Direction >>
Please pick out and copy every line of the records that contains the string "shirt". Case counts when matching.

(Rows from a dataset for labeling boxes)
>> Start
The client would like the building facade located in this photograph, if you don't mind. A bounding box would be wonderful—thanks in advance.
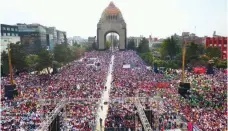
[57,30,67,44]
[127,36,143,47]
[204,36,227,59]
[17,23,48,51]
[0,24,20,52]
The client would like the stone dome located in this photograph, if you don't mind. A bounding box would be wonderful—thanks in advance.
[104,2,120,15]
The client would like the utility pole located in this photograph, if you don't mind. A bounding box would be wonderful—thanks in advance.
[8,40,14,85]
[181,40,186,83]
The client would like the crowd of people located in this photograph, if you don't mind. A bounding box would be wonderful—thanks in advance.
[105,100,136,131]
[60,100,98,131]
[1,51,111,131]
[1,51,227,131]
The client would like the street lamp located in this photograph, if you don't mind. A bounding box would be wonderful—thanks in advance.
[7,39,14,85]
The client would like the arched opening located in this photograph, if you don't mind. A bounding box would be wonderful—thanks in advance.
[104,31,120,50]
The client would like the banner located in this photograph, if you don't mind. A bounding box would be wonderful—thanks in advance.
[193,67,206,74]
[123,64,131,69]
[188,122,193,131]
>> End
>> Start
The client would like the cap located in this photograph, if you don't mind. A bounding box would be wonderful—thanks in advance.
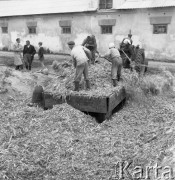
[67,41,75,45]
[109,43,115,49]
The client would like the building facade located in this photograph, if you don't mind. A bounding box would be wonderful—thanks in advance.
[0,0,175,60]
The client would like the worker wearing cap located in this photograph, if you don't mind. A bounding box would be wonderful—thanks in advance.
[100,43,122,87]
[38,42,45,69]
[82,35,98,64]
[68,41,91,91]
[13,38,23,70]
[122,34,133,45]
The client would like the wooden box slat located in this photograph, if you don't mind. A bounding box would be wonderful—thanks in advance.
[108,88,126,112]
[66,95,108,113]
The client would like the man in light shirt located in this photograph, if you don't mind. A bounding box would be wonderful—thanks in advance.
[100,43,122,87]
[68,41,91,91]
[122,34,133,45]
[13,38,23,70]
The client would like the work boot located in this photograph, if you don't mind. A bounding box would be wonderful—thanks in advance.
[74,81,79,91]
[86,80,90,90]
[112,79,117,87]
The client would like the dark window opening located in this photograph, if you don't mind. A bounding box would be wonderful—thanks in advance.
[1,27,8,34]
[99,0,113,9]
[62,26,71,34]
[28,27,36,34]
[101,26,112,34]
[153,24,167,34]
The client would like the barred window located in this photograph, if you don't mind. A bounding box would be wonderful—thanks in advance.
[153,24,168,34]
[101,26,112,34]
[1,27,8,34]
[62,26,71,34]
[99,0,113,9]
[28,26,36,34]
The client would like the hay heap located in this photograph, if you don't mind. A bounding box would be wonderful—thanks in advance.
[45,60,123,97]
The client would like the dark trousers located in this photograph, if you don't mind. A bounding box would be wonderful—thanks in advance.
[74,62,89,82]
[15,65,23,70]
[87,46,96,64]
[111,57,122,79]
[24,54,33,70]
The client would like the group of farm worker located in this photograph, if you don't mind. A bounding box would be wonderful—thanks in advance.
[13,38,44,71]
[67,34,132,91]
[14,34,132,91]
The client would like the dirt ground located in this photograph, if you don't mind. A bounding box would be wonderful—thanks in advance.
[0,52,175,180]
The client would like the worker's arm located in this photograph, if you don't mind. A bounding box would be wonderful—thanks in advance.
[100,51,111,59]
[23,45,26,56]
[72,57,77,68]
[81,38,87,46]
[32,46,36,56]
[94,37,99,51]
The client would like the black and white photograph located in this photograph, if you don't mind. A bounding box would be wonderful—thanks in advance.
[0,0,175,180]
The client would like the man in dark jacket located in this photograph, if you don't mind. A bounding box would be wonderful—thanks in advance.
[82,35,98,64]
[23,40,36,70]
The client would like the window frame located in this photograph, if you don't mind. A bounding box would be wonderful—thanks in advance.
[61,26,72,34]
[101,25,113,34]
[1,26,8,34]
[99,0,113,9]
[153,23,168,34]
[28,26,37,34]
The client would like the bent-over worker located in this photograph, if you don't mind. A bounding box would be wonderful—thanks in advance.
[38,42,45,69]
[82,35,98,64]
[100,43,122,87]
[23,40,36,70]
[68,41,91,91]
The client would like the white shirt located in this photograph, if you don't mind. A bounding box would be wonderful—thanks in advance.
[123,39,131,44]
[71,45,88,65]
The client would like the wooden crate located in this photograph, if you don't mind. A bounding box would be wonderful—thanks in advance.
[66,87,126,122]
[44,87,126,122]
>> End
>> Start
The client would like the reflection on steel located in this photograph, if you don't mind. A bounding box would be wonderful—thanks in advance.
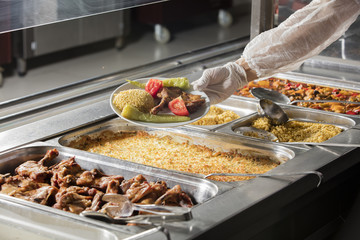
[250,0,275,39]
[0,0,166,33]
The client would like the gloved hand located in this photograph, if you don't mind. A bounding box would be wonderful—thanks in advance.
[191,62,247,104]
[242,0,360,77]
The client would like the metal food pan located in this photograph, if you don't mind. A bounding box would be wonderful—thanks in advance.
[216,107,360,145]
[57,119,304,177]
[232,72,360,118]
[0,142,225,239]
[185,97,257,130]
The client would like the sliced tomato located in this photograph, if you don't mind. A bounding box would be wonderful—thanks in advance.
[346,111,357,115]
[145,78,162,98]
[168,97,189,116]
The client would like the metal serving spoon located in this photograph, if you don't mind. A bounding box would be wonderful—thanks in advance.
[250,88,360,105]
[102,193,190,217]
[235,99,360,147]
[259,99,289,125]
>> End
Answer to this task >>
The client would like the man in light shirt located in this photograph, if you don't mind. A bounding box would be wonderful—thanks in advance.
The client would like the white shirt located in this photograph, if you don't mind. A bounding box would be wonderful—thanks in advance.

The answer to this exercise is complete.